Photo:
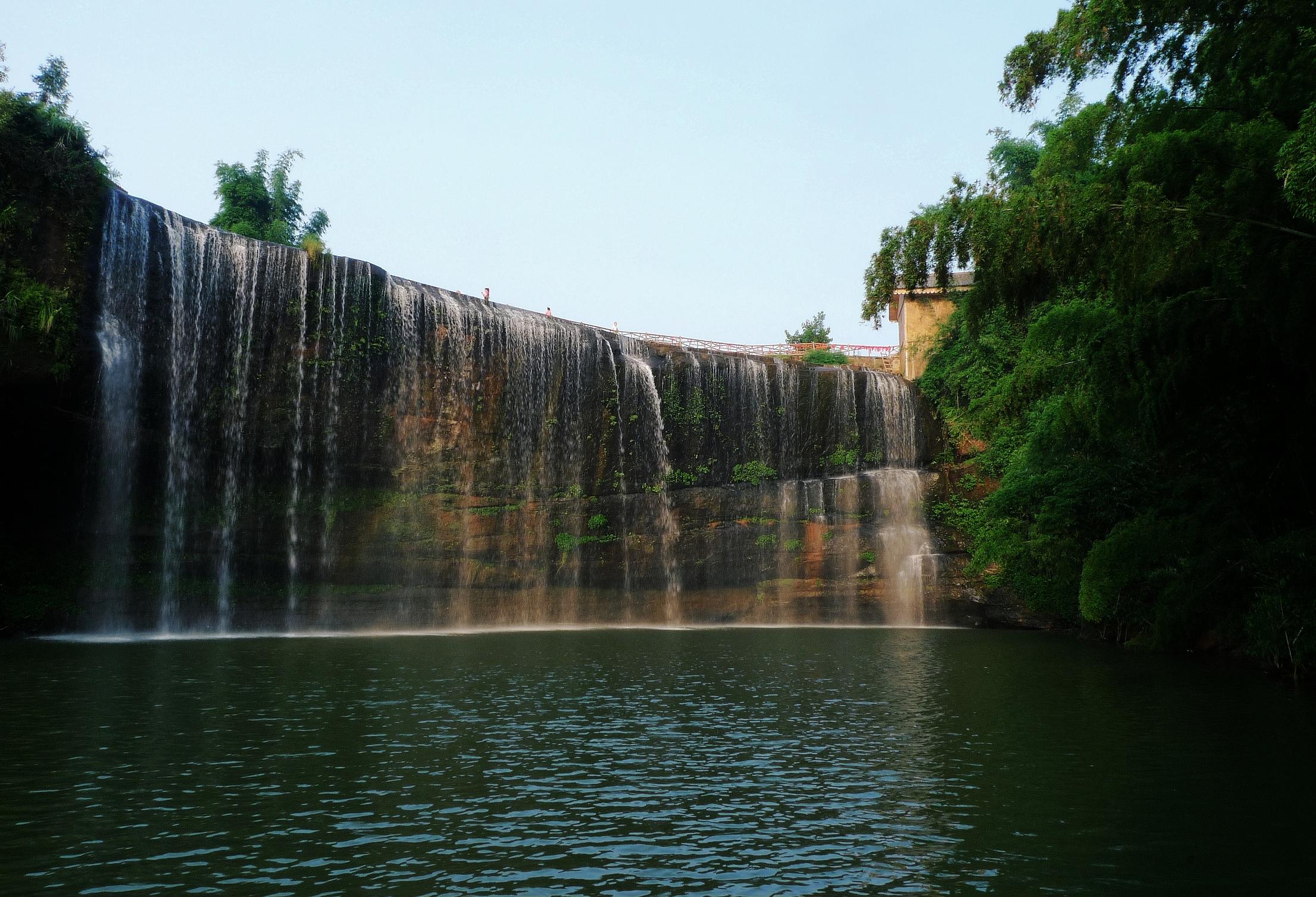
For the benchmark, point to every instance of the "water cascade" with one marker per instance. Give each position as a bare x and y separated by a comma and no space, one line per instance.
294,442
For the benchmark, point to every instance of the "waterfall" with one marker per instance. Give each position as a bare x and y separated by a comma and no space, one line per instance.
295,442
121,296
640,392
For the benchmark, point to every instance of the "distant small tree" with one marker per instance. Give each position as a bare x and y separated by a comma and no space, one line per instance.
52,82
812,330
265,203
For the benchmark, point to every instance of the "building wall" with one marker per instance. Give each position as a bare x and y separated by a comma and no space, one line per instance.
920,321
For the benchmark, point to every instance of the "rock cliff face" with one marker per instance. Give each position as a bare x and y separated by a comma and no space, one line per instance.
286,441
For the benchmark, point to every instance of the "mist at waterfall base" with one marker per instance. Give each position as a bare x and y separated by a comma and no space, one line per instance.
295,443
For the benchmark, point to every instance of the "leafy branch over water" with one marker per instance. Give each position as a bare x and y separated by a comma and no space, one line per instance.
1137,336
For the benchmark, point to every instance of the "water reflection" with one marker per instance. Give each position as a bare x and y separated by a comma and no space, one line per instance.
646,762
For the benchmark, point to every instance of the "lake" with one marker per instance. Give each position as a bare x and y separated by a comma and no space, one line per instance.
649,762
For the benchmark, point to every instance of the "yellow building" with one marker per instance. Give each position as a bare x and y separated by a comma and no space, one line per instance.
920,312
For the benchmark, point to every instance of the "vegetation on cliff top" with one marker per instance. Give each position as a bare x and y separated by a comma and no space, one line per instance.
812,330
265,203
52,189
1136,345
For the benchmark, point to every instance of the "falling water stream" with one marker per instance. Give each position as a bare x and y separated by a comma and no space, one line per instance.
292,443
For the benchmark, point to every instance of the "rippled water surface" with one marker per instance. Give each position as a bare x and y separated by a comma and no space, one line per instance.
724,762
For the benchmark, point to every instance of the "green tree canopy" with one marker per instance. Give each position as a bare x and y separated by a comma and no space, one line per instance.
265,203
812,330
1137,336
52,82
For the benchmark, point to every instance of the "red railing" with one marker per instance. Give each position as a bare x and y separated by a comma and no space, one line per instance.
765,349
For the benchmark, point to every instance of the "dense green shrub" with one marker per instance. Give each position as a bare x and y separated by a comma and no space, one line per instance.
52,192
824,357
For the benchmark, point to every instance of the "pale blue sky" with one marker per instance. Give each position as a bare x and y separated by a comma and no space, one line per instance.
712,170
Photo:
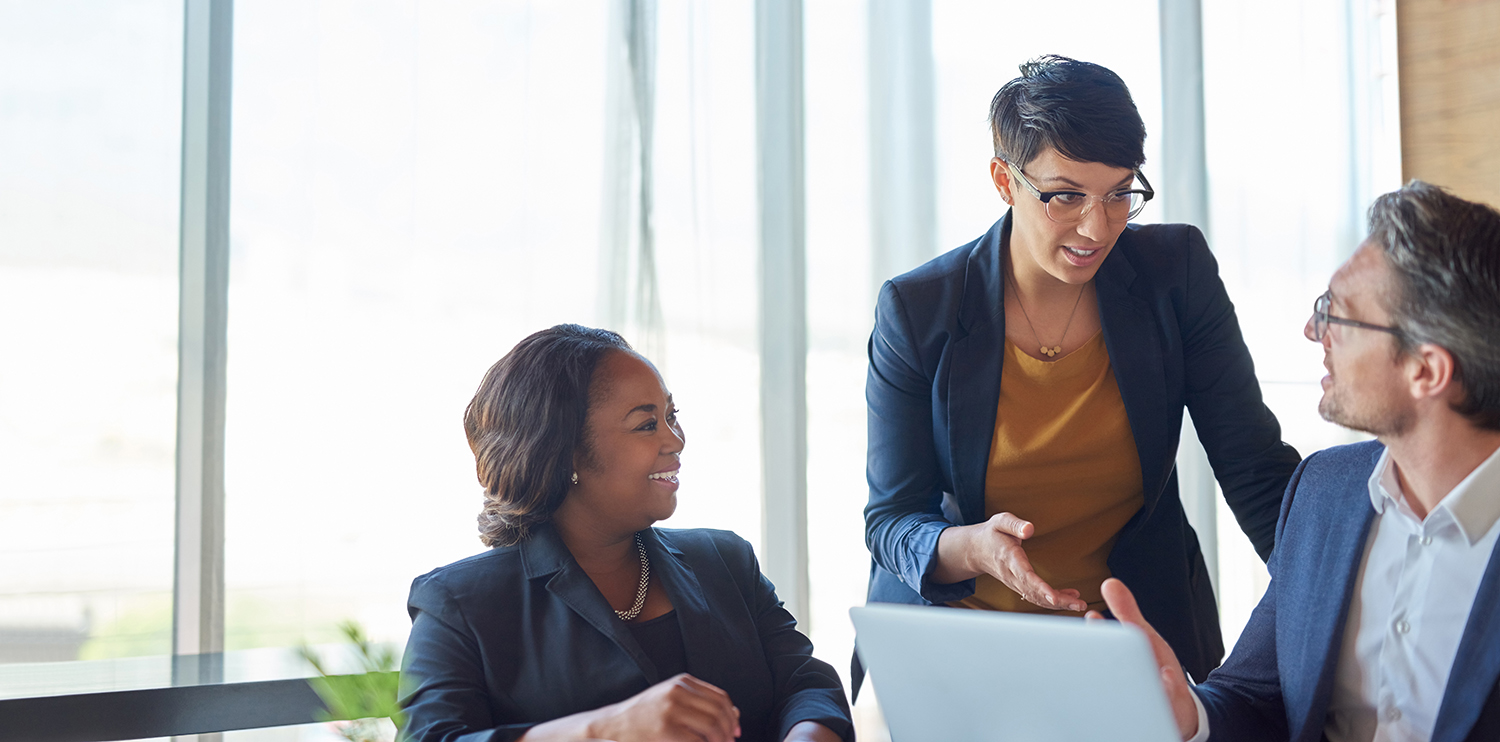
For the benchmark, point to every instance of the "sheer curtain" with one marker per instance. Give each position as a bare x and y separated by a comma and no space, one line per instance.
1302,134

● ● ●

■ **Task to complete**: Copy out the whole listing exactly, and don't carry over any pictures.

■ **Task output**:
Photo:
For the benchmark, point to every instance of the "water cascade" with one marker per instance. Give each position as a bare x and y separated by a comma and no space, one line per instance.
294,442
For the benchmark, point to every instance of the "waterfall" with one marker per instance. Give each position as a bare x and y separated by a comma and no space, one line per instance.
295,442
121,296
640,392
For the benchmark, point to every instance of the "distant small tree" with one marker per instance. Give each position as a bare x and y separated by a comma and no space, one line per instance.
52,82
812,330
265,203
For the benchmark, point to every instance of the "building wall" with one marker per instance. Give each position as a bare x and y separated by a comma and no space, one line per instance.
920,321
For the benchmark, point to every instance of the "rock cliff face" with one marker per instance. Give each position as a bare x and y separated by a comma and no space, one line per instance.
286,441
For the benchmark, point to every instance of the "mist at waterfall base" with one marker per instance. Give each position as a bare x and y separated by a comma and no space, one line per instance.
295,443
For the benchmark, point to every instance of the "leafy branch over water" with one marker per instance. Give each position as a bare x and y separated by a comma and no space, one line per instance.
1137,336
For the benchmark, point to every instance of the "water reflection" with one marker per instance. Give each position as a bare x and y separated by a comma and no space, one line per instance.
646,762
For the benchmark, point to every instance of the "lake" with one marker per instance. Give each position as a bare x and y separated by a comma and no space, one line per instance.
649,762
For the benchmark, point to every instance of the "yellow building" with one marker per instance. Give each position as a bare x and y separated by a comma and no space, one line per instance.
920,312
For the benchmark, point to every instance of the "vegetation on cliff top" with one marker per instance. Give each position as a bare x and y separated by a comma and no space, one line per instance.
812,330
265,203
52,189
1136,345
For the benchmark, point to every instance of the "falling water stream" with one marker per instance. Give each position as a bare x and y separated by a comma and no space, one line per instance.
292,443
For the benchmark, point to every instance of the "rippled water surface" with one marker per instance. Give each position as a bare x and y separated by a comma and no space, one line per instance.
724,762
For the benchmark, point to every instance of the "green tree canopy" with one marker per instance. Give each position as a bare x and y separated by a comma and no space, one line per instance.
265,203
812,330
1137,336
52,82
For the benchmark, point to every instance of the "red railing" with one marker per instance. Give each position as a bare x and y separated by a comma and no space, one line per instance.
765,349
For the benchmark, point to every instance of the "dense green shrub" with one marker per instance. Give each position as a bare x and y separated by a comma and no space, one line per instance.
52,192
824,357
For the benchmark, point to every instance of the "pale blue sky" with one marker per instance. Give each position as a bare x and y separated by a comma and no space, one line per instance.
712,170
Photo:
For the benchmark, point to every instance of the "sheer curtain" with one marker per instance. Give each position as a bare x and y separated by a comma and no space, one line per instance.
1302,134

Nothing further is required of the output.